Aşağıdaki satırların hepsini, boş olanları atlayarak, "No" ve "Satır" sütunlu bir Markdown tablosuna aktarın. "No" sütununa sıra numarasını, "Satır" sütununa satırın kendisini yazın.

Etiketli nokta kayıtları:
-*-*-
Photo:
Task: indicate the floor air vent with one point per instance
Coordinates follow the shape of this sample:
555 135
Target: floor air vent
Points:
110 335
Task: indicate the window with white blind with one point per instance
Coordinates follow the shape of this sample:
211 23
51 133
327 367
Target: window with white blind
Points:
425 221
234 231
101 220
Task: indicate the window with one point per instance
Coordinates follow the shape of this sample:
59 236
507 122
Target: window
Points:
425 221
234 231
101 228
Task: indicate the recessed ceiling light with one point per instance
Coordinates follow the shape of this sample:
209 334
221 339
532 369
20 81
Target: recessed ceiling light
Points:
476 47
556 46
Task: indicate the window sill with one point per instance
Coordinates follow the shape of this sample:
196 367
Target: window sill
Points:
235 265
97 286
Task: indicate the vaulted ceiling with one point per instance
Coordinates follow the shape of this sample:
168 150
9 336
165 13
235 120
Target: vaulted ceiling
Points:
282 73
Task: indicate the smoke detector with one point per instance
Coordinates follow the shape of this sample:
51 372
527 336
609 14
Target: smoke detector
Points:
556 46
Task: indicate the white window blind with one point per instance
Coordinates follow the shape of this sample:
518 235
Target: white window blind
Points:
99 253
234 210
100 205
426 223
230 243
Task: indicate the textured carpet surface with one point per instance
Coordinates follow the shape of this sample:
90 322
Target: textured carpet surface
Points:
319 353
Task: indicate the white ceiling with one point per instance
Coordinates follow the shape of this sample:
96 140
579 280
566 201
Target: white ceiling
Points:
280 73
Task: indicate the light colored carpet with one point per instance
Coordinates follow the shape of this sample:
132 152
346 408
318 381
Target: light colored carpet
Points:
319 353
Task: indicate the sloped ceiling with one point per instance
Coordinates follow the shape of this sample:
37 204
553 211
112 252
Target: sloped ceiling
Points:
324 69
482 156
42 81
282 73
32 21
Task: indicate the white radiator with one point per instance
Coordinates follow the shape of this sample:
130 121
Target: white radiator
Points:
-*-*-
Alıştırma yanıtı:
| No | Satır |
|---|---|
| 1 | Photo: |
| 2 | Task: indicate the floor air vent with one point per instance |
| 3 | Coordinates follow the shape of this sample: |
| 4 | 555 135 |
| 5 | Target: floor air vent |
| 6 | Points: |
| 7 | 110 335 |
| 8 | Task: indicate the window with white blind with one point per instance |
| 9 | Coordinates follow the shape of this sample: |
| 10 | 211 23 |
| 11 | 51 133 |
| 12 | 327 367 |
| 13 | Target: window with white blind |
| 14 | Points: |
| 15 | 425 221 |
| 16 | 234 231 |
| 17 | 101 220 |
| 18 | Task: indicate the window with one point per instance |
| 19 | Coordinates follow the shape of this sample: |
| 20 | 59 236 |
| 21 | 507 122 |
| 22 | Target: window |
| 23 | Points: |
| 24 | 425 221 |
| 25 | 234 231 |
| 26 | 101 228 |
| 27 | Task: indicate the recessed ceiling light with one point per instance |
| 28 | Coordinates follow the shape of this sample: |
| 29 | 209 334 |
| 30 | 221 339 |
| 31 | 532 369 |
| 32 | 20 81 |
| 33 | Target: recessed ceiling light |
| 34 | Points: |
| 35 | 476 47 |
| 36 | 556 46 |
| 37 | Task: indicate the window sill with one point per instance |
| 38 | Coordinates follow the shape of this sample: |
| 39 | 196 367 |
| 40 | Target: window sill |
| 41 | Points: |
| 42 | 235 265 |
| 43 | 97 286 |
| 44 | Task: indicate the vaulted ceiling with one point per instance |
| 45 | Coordinates follow the shape of this sample: |
| 46 | 168 150 |
| 47 | 9 336 |
| 48 | 165 13 |
| 49 | 235 120 |
| 50 | Target: vaulted ceiling |
| 51 | Points: |
| 52 | 282 73 |
| 53 | Task: indicate the smoke detector with one point per instance |
| 54 | Coordinates follow the shape of this sample: |
| 55 | 51 372 |
| 56 | 527 336 |
| 57 | 609 14 |
| 58 | Target: smoke detector |
| 59 | Points: |
| 60 | 556 46 |
| 61 | Task: indicate the white window blind with one point per instance |
| 62 | Coordinates follow the shape of this sample: |
| 63 | 518 235 |
| 64 | Target: white window blind |
| 65 | Points: |
| 66 | 99 253 |
| 67 | 234 210 |
| 68 | 100 205 |
| 69 | 426 223 |
| 70 | 230 243 |
| 71 | Task: indicate the textured carpet surface with one point per instance |
| 72 | Coordinates follow the shape of this sample: |
| 73 | 90 322 |
| 74 | Target: textured carpet surface |
| 75 | Points: |
| 76 | 319 353 |
| 77 | Task: indicate the white ceiling with one point per instance |
| 78 | Coordinates follow the shape of this sample: |
| 79 | 96 140 |
| 80 | 579 280 |
| 81 | 566 201 |
| 82 | Target: white ceiling |
| 83 | Points: |
| 84 | 280 73 |
| 85 | Task: indicate the light colored carpet with one point per instance |
| 86 | Coordinates follow the shape of this sample: |
| 87 | 132 152 |
| 88 | 346 408 |
| 89 | 318 381 |
| 90 | Target: light colored carpet |
| 91 | Points: |
| 92 | 319 353 |
| 93 | Task: indicate the sloped ceiling with one point per instance |
| 94 | Coordinates follow the shape of this sample: |
| 95 | 37 204 |
| 96 | 553 211 |
| 97 | 112 252 |
| 98 | Target: sloped ceiling |
| 99 | Points: |
| 100 | 324 69 |
| 101 | 482 156 |
| 102 | 42 81 |
| 103 | 282 73 |
| 104 | 32 21 |
| 105 | Task: indicate the white radiator with one point per instance |
| 106 | Coordinates follow the shape of this sample: |
| 107 | 130 121 |
| 108 | Target: white radiator |
| 109 | Points: |